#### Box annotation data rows
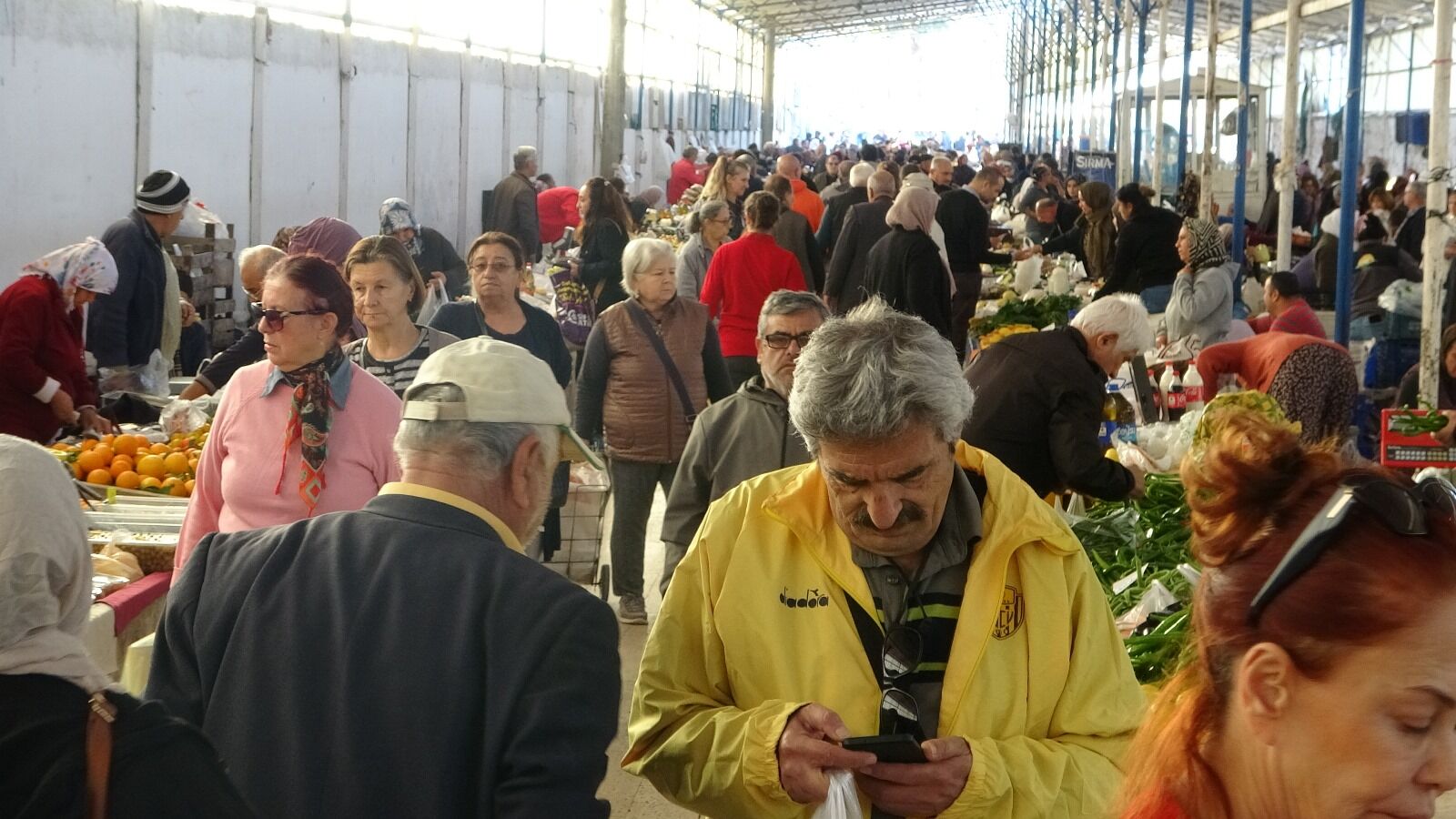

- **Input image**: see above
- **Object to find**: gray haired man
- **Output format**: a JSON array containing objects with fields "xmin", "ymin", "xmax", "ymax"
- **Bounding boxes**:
[
  {"xmin": 661, "ymin": 290, "xmax": 828, "ymax": 588},
  {"xmin": 623, "ymin": 298, "xmax": 1143, "ymax": 819},
  {"xmin": 486, "ymin": 146, "xmax": 541, "ymax": 262},
  {"xmin": 147, "ymin": 339, "xmax": 621, "ymax": 817}
]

#### DIRECTION
Change "Object to find" to "Target object" throughout the records above, keep everything else the same, and leave the pictures out of your copy.

#### RESULT FOR THIS TASK
- **Input image**: see above
- **Target object**: gray haired man
- **Output format**: a JSON array containing objects with fields "xmin", "ymin", "xmax", "ymax"
- **Bounding boxes**:
[
  {"xmin": 661, "ymin": 290, "xmax": 828, "ymax": 588},
  {"xmin": 623, "ymin": 298, "xmax": 1143, "ymax": 819},
  {"xmin": 486, "ymin": 146, "xmax": 541, "ymax": 262},
  {"xmin": 147, "ymin": 339, "xmax": 621, "ymax": 817}
]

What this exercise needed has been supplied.